(Text segment)
Day 4: A Bad Map

Naming, Not Shaming

Before this year’s 30-Day Map Challenge kicked off, I saw a post from someone cautioning creators to be a bit more sensitive to others when it comes to portraying “bad” maps. Folks just starting out their cartographic journeys are going to make some truly awful maps. I know I did (and, still do!).

While I do think one absolutely needs to develop a thick skin to survive/thrive in this fairly horrible timeine, I also think there’s nothing wrong with caring enough about your fellow humans to think twice before tossing something out into the world.

Some super funny and nowhere near accidentally shaming “bad” maps have been created, such as displaying a perfectly fine map titled “All Disneyland Locations In 1230 B.C.” and then having a just a world map with no points on it. I can totally get behind those cartographic dad jokes.

Plus, how you interpret “bad” for these challenges is totally up to you.

This year, I went with a tried and true, well-worned “places in the U.S. that have names starting with ‘bad’”.

Tech Used

DuckDB
ObservableJS in Quarto
- Observable Plot
- Observable Inputs
- Arquero

What’s In a [Geo]Name?

That which we call a map by any other name would look as sweet.

With the theme picked, I needed names. So off to Geonames we go to retrieve the US.zip (direct d/l) file.

These main geo-files have a basic format:

geonameid: integer id of record in geonames database
name: name of geographical point (utf8) varchar(200)
asciiname: name of geographical point in plain ascii characters, varchar(200)
alternatenames: alternatenames, comma separated, ascii names automatically transliterated, convenience attribute from alternatename table, varchar(10000)
latitude: latitude in decimal degrees (wgs84)
longitude: longitude in decimal degrees (wgs84)
feature class: see http://www.geonames.org/export/codes.html, char(1)
feature code: see http://www.geonames.org/export/codes.html, varchar(10)
country code: ISO-3166 2-letter country code, 2 characters
cc2: alternate country codes, comma separated, ISO-3166 2-letter country code, 200 characters
admin1 code: fipscode (subject to change to iso code), see exceptions below, see file admin1Codes.txt for display names of this code; varchar(20)
admin2 code: code for the second administrative division, a county in the US, see file admin2Codes.txt; varchar(80)
admin3 code: code for third level administrative division, varchar(20)
admin4 code: code for fourth level administrative division, varchar(20)
population: bigint (8 byte int)
elevation: in meters, integer
dem: digital elevation model, srtm3 or gtopo30, average elevation of 3’‘x3’’ (ca 90mx90m) or 30’‘x30’’ (ca 900mx900m) area in meters, integer. srtm processed by cgiar/ciat.
timezone: the iana timezone id (see file timeZone.txt) varchar(40)

(Stated exercise A) Please pull out every line of the rows below that contains the string "block", and treat case as significant.

(Data provided)
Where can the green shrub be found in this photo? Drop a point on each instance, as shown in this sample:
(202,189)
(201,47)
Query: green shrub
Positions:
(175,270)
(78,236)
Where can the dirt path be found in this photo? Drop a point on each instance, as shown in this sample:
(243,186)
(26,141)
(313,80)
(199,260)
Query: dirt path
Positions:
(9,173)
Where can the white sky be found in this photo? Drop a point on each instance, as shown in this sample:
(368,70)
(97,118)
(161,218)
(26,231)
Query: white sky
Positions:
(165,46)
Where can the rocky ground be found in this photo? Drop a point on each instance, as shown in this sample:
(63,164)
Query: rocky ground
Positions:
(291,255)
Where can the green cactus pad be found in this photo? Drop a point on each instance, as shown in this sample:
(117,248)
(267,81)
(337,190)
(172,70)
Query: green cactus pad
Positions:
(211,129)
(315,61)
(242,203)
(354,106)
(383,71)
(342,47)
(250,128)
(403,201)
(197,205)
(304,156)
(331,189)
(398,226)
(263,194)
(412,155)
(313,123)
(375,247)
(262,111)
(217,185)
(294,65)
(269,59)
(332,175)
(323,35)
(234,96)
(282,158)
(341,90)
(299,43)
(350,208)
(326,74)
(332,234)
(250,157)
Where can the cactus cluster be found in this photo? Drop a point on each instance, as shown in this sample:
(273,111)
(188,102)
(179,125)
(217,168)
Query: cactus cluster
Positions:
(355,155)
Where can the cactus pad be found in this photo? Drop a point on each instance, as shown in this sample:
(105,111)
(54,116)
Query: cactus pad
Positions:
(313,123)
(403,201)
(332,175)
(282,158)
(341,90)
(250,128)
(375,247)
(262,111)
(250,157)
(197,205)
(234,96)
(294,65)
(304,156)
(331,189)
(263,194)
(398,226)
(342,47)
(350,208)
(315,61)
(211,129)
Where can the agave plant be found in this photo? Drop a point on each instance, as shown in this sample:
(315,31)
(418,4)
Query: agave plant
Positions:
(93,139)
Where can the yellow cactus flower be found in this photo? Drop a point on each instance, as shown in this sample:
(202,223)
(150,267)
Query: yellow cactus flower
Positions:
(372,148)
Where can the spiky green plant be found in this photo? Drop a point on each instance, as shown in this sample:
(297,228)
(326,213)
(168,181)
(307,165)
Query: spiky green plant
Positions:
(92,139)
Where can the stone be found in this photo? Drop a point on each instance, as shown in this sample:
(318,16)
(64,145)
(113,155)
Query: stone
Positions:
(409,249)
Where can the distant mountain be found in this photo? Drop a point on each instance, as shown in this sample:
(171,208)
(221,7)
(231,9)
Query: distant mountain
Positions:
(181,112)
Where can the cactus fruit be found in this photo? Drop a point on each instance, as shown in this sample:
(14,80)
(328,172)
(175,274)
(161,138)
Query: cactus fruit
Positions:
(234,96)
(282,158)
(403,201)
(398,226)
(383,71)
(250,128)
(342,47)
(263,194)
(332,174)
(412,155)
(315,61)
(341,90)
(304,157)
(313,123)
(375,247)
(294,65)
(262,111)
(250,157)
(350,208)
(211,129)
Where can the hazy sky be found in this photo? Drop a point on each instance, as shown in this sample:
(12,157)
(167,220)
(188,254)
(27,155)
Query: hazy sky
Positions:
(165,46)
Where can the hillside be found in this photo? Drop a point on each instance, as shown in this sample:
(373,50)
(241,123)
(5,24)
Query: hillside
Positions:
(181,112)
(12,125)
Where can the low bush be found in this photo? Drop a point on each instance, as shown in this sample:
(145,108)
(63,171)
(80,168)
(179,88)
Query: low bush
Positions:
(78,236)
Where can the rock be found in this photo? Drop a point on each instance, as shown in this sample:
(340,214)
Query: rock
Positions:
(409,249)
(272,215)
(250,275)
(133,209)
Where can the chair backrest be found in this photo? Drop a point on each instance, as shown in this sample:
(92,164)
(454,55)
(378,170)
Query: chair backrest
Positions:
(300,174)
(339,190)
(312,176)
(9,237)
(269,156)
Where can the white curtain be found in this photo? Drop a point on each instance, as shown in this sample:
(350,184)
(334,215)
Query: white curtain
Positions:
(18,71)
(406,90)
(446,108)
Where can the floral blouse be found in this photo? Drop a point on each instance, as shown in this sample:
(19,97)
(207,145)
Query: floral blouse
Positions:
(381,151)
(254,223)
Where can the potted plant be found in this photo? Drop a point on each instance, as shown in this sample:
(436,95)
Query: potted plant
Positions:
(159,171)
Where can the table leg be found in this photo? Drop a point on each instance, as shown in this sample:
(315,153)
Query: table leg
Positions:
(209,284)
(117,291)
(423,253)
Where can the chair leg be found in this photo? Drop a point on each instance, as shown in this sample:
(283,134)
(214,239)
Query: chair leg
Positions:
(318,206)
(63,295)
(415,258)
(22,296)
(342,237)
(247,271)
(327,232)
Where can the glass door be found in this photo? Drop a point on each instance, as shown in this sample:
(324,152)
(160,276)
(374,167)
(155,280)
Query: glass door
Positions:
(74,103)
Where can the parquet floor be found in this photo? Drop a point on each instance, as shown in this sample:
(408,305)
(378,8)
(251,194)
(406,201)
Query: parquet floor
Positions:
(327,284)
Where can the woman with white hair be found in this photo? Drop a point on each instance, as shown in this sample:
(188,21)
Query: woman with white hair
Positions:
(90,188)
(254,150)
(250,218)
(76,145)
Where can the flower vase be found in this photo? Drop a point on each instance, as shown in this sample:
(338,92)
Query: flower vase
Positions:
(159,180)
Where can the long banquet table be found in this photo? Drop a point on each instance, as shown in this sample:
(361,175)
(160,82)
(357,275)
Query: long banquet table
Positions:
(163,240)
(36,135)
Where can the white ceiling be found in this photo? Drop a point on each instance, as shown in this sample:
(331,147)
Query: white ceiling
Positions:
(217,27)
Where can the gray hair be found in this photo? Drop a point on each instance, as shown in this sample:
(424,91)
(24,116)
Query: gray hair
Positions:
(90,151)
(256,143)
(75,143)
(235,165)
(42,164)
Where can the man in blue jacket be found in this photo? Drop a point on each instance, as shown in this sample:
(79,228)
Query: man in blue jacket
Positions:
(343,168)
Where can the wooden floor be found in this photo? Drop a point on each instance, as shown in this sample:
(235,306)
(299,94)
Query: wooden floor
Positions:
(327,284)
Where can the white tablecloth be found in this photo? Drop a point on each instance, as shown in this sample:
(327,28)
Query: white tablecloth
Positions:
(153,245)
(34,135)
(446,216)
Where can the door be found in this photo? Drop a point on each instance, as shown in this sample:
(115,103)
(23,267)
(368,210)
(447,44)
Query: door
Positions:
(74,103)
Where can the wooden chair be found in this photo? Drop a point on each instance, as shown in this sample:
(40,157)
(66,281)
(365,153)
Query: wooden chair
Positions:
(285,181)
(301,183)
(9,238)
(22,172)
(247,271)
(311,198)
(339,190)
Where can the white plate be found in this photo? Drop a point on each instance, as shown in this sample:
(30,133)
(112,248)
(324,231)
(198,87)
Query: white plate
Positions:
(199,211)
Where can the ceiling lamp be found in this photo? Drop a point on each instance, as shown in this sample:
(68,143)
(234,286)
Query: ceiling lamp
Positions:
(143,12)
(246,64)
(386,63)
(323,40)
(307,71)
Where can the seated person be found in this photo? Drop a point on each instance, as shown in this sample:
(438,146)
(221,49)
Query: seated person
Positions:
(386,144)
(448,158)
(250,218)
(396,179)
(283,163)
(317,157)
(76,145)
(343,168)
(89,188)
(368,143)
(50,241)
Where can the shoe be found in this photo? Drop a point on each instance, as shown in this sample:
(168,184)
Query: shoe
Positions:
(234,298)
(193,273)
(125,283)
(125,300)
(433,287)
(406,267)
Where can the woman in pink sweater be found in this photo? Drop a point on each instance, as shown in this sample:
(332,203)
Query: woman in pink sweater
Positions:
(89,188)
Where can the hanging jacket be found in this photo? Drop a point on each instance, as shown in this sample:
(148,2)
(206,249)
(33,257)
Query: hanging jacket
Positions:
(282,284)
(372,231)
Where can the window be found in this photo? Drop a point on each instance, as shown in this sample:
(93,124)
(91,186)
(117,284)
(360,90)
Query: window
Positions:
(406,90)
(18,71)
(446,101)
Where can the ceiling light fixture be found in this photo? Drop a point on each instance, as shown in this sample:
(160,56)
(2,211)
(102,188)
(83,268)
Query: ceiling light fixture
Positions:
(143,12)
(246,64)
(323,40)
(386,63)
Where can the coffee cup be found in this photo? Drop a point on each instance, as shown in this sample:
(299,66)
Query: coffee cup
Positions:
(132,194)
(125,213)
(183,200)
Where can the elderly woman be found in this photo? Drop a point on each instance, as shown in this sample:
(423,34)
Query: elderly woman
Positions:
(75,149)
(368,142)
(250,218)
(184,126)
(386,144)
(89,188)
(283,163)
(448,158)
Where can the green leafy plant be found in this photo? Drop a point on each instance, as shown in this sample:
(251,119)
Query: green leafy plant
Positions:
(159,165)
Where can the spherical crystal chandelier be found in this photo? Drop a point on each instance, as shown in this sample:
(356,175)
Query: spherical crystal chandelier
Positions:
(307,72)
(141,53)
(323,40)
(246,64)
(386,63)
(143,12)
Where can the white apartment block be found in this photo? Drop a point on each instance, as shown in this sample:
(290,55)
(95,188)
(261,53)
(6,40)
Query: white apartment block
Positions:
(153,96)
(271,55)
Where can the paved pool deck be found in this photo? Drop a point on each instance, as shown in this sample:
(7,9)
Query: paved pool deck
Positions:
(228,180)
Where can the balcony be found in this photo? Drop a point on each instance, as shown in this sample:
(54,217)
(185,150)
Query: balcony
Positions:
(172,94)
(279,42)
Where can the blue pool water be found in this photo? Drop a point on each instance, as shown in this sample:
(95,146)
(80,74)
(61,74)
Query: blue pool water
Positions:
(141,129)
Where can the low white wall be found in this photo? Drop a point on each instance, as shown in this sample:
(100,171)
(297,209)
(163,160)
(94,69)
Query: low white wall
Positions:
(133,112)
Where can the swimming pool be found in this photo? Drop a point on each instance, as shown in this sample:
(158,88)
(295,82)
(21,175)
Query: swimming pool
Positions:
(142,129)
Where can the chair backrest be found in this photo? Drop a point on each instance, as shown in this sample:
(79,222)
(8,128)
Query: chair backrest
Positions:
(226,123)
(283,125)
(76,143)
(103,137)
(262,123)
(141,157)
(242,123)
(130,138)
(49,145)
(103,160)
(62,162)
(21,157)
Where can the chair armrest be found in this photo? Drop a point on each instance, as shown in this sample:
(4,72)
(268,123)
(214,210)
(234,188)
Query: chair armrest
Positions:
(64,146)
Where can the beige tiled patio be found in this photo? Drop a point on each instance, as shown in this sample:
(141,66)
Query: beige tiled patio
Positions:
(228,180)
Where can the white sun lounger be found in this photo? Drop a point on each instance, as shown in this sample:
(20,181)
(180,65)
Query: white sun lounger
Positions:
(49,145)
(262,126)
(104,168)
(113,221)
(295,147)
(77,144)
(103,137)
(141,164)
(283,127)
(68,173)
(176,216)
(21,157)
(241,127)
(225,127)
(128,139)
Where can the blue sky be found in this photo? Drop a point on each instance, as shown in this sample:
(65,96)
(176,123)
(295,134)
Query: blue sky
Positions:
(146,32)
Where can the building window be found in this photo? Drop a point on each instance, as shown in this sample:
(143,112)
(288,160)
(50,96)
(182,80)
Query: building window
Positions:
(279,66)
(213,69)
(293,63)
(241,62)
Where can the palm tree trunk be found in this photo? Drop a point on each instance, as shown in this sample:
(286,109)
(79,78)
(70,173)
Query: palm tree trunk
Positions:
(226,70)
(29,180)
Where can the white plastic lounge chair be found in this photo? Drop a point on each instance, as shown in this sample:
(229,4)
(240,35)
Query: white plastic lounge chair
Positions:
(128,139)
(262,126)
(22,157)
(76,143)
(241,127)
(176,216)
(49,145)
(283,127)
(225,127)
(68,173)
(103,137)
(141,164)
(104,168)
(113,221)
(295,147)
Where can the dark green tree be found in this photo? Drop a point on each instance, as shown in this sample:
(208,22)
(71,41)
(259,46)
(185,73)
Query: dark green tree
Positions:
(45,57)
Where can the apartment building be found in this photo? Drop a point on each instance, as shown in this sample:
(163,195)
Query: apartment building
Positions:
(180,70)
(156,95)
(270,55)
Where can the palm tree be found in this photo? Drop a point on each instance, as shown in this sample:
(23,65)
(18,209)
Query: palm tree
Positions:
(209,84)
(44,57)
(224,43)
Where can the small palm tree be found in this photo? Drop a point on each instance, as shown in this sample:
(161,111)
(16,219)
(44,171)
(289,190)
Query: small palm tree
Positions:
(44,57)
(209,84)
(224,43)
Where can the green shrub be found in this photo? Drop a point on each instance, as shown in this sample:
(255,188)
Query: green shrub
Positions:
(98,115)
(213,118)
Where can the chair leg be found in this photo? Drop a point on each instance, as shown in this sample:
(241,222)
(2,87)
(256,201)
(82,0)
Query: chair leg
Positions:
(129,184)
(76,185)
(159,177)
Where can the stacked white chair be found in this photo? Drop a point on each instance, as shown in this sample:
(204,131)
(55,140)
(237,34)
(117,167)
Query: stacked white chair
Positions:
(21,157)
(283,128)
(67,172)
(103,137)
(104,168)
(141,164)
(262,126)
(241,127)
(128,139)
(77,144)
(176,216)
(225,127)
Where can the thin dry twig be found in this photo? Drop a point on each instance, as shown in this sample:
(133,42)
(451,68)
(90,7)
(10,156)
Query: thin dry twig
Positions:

(Stated exercise B) Transcribe the part of the bad-map post above between "admin3 code: code" and "file timeZone.txt) varchar(40)", inclusive.

(Reply A)
Where can the white apartment block be found in this photo? Drop a point on each instance, as shown in this sample:
Query: white apartment block

(Reply B)
admin3 code: code for third level administrative division, varchar(20)
admin4 code: code for fourth level administrative division, varchar(20)
population: bigint (8 byte int)
elevation: in meters, integer
dem: digital elevation model, srtm3 or gtopo30, average elevation of 3’‘x3’’ (ca 90mx90m) or 30’‘x30’’ (ca 900mx900m) area in meters, integer. srtm processed by cgiar/ciat.
timezone: the iana timezone id (see file timeZone.txt) varchar(40)